Work to complete → Transcribe the listing word for word.

************

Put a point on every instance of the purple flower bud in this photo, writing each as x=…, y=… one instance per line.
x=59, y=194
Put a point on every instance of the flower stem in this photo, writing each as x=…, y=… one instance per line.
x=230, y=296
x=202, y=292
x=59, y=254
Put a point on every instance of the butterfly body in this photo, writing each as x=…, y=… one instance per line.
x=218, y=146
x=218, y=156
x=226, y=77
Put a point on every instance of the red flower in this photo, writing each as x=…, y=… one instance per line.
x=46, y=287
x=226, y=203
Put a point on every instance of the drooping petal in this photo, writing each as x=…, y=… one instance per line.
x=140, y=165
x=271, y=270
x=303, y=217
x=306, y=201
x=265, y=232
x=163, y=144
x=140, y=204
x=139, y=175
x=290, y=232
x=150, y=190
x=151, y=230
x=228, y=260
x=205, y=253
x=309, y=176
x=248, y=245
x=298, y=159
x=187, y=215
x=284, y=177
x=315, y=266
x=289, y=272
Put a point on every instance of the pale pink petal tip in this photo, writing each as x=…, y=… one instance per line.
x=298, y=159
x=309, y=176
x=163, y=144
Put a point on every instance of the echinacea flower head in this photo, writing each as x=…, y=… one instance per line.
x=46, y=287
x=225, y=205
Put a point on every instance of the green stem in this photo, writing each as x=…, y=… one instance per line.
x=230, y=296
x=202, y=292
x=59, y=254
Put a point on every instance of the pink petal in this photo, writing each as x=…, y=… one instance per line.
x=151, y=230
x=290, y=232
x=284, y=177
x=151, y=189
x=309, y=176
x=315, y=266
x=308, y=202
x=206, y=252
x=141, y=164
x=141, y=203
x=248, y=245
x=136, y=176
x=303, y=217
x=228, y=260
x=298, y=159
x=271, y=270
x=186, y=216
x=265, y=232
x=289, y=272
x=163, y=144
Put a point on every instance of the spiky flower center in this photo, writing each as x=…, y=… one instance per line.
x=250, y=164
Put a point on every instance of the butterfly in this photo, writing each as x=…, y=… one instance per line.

************

Answer to the problem →
Put a point on every instance of the purple flower bud in this photo, writing each as x=…, y=… one instance per line.
x=59, y=194
Put a point on every instance of the flower stem in this photo, writing each as x=…, y=… one instance per line.
x=230, y=296
x=202, y=292
x=59, y=254
Put a point on every instance of the butterfly body in this photo, writing each as x=…, y=… one instance per line.
x=218, y=146
x=218, y=156
x=226, y=77
Put a point on every instance of the red flower in this photo, writing each as x=…, y=… one instance per line.
x=46, y=287
x=226, y=203
Put a point on every instance of the drooping petal in this photo, writing each as x=…, y=… one instance per line.
x=140, y=165
x=271, y=270
x=303, y=217
x=306, y=201
x=265, y=232
x=163, y=144
x=140, y=204
x=139, y=175
x=290, y=232
x=150, y=190
x=151, y=230
x=228, y=260
x=205, y=253
x=309, y=176
x=248, y=245
x=298, y=159
x=187, y=215
x=284, y=177
x=315, y=266
x=289, y=272
Put a point on every instance of the pale pink petal tip in this photo, writing each as x=…, y=… one instance per line.
x=298, y=159
x=309, y=176
x=163, y=144
Put a point on every instance of the echinacea flower head in this photo, writing each as x=…, y=… one instance per line.
x=46, y=287
x=225, y=205
Put a point on every instance of the green stem in this photo, writing each as x=…, y=… one instance per line.
x=230, y=296
x=202, y=292
x=59, y=254
Put a point on every instance of the pink petal in this photo, writing each as x=…, y=… one instance per line.
x=151, y=230
x=290, y=232
x=284, y=177
x=151, y=189
x=309, y=176
x=315, y=266
x=308, y=202
x=206, y=252
x=141, y=164
x=141, y=203
x=248, y=245
x=136, y=176
x=303, y=217
x=228, y=260
x=298, y=159
x=271, y=270
x=186, y=216
x=265, y=232
x=289, y=272
x=163, y=144
Put a point on every instance of the spiky flower center in this photo, writing each as x=…, y=… one instance per line.
x=250, y=164
Put a point on every instance of the butterfly in this photo, writing each as x=…, y=… one instance per line.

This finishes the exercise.